## RECORDS FOR THIS TASK
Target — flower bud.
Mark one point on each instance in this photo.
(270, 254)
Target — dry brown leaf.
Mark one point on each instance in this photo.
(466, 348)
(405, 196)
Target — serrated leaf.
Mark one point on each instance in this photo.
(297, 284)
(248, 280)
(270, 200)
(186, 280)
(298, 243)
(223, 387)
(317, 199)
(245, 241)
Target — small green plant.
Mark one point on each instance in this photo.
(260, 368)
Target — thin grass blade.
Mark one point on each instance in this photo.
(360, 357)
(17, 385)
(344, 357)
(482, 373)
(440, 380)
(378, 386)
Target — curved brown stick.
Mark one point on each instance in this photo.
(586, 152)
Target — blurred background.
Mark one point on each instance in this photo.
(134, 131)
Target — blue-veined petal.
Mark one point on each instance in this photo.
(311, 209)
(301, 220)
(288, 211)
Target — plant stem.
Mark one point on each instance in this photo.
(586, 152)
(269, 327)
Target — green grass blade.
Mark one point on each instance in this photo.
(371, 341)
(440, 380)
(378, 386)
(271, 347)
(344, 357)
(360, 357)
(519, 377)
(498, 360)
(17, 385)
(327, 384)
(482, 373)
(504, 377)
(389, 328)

* * *

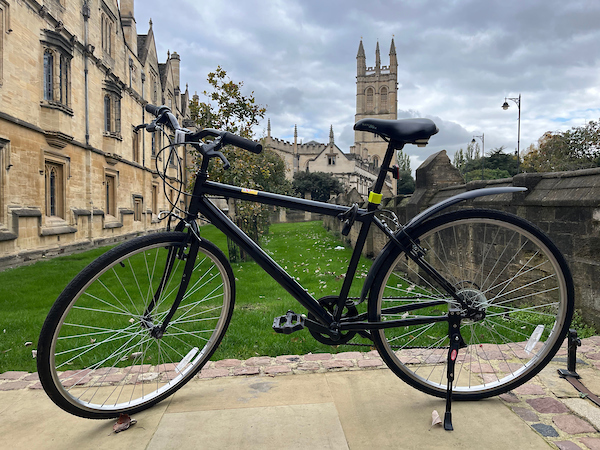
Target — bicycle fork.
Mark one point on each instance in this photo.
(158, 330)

--

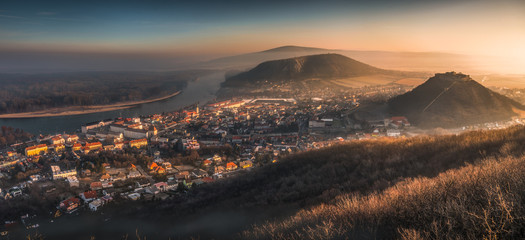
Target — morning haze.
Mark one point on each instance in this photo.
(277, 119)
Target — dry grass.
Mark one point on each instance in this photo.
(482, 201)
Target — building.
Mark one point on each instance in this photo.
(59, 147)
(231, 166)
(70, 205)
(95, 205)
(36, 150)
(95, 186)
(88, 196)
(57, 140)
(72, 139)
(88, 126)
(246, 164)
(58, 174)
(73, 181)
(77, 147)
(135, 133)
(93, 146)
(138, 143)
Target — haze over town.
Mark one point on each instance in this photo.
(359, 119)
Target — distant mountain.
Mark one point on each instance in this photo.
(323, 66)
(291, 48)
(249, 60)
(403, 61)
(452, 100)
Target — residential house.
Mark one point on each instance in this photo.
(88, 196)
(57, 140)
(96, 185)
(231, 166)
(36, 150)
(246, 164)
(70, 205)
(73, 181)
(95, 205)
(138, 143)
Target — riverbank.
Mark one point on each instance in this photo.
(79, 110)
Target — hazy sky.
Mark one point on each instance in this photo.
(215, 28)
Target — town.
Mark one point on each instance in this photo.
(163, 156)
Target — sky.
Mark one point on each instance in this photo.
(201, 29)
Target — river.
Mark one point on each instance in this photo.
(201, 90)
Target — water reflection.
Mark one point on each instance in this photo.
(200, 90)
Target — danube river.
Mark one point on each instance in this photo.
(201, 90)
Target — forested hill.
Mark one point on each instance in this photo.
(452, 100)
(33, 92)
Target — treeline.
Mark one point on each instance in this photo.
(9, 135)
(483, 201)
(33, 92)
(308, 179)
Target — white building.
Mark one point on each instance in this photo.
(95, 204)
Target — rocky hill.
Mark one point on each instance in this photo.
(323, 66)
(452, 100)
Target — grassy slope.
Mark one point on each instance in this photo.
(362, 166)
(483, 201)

## GOAL OF THE EXERCISE
Report the number of lines in the material above that contain "building". Nothing else is wanted.

## ANSWER BELOW
2